> PROVIDED PASSAGE
** START **

# Mid-Range Semi Auto Shotguns



## RailRoadRetrievers (Feb 4, 2004)

I am in the market for a new shotgun, preferably a semiauto. I have been looking at the Mossberg 930, Stoeger M2000 and M3000 (not sure of the difference), thought about Tri-Star, or Bailkal. Any review would be great or opinions. I can't afford top of the line, even used in most cases. If I missed one or need to consider one that I didn't list throw it out there


----------



## shawninthesticks (Jun 13, 2010)

My Winchester SX3 has been a very dependable gun.it think I seen an add at one of the big retail stores for around $900 recently .I paid $1200 for it 2-3 ? years ago. I don't know about the other big named guns but it came with shims to adjust the cast and comb of the stock and was able to do it myself. The gun has never jammed on me no matter what the shell load or brand,and I haven't been easy on it by only cleaning it a couple / 4 times a season. All and all very happy with it.


----------



## Joe Dutro (Nov 20, 2007)

Remington 1187. My gun of choice. $750.


----------



## CharlieC (Jul 26, 2012)

To answer your question about TriStar, they take a bad rap on most shotgun boards, but I bought my grandson a Viper G2 Youth model in 20ga last year and it has been great. If you buy one just remember to break it in with three inch shells and it will operate smoothly. Now it shoots target loads and duck loads equally well. Just bought a Carlson's choke in light modified for the gun and the pattern is improved, but the factory choke was not all that bad. Not a bad gun and not a high price.


----------



## Keith Stroyan (Sep 22, 2005)

Joe Dutro said:


> Remington 1187. My gun of choice. $750.

** END **

> DATA SHOWN
** START **

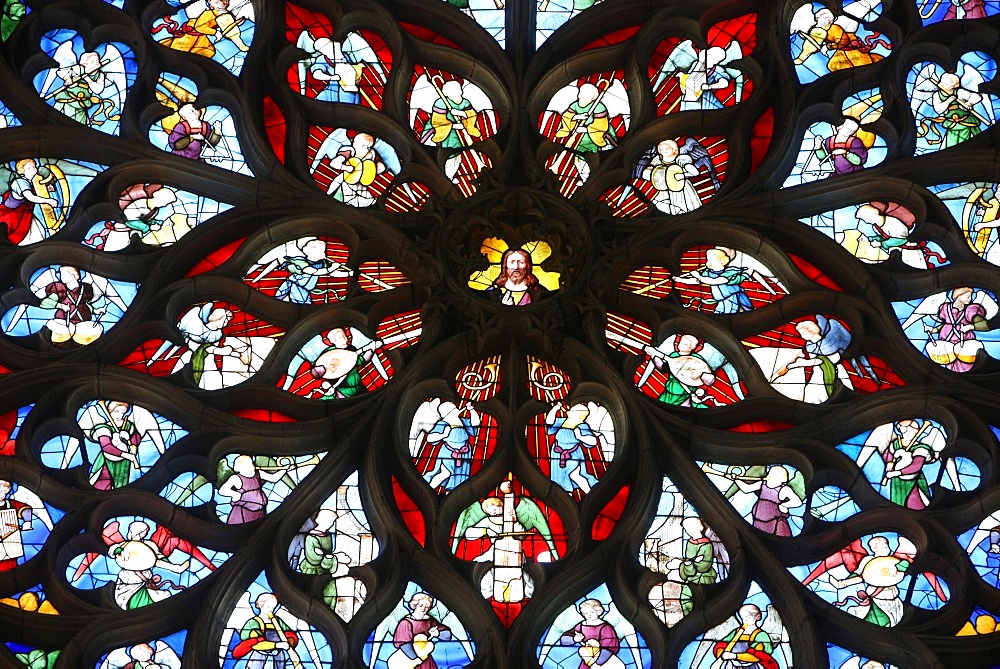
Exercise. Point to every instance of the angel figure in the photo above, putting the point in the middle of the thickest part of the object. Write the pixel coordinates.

** END **

> ACTIONS TO TAKE
**1.** In the shotgun forum thread, what reason does CharlieC give for breaking in a TriStar with three-inch shells?
**2.** According to the shotgun thread, how much did shawninthesticks pay for his Winchester SX3?
**3.** Pick up the thread on mid-range semi-auto shotguns after its last line and write what comes next.

> ANSWERS BY TASK
**1.** Breaking it in with three-inch shells makes the gun operate smoothly. After that, CharlieC says, it shoots target loads and duck loads equally well.

**2.** He paid $1200 for it, about 2-3 years before his post.

**3.**
I've had one for years. Good gun, dependable (if the gas rings are fairly clean and NOT oiled), but too heavy to upland hunt with. It's my field trial gun because of the low recoil.


----------



## bmelvin (Feb 22, 2011)

I bought the Stoeger M3500 two seasons ago after reading all the great reviews and because it was so cheap. It was all true gun has been fantastic. Have put easily a 1000 rounds through it and not one jam. I think I have cleaned it 3 times since I have had it. Once was because I dropped it off the boat into the marsh is some heavy mud. washed it off for the day and made it through the hunt no problem but when i got home i broke it down and there was still a ton of crap in the action. I was impressed how it handled the abuse. It isn't prettiest gun on the shelf and it is a little heavy but she goes bang every time, she takes everything up to 3 1/2 's and for $600 how can you complain. One note though if you decide to put the recoil weight in the stock i recommend using a little removable lock tight. Loosened up first time out but i put a drop on the stock bolt and the recoil reducer weight and she has been solid as a rock ever since.


----------



## Charles C. (Nov 5, 2004)

I've got a Weatherby semi-auto. Really nice for what I paid for it.


----------



## whiskey river (Aug 2, 2012)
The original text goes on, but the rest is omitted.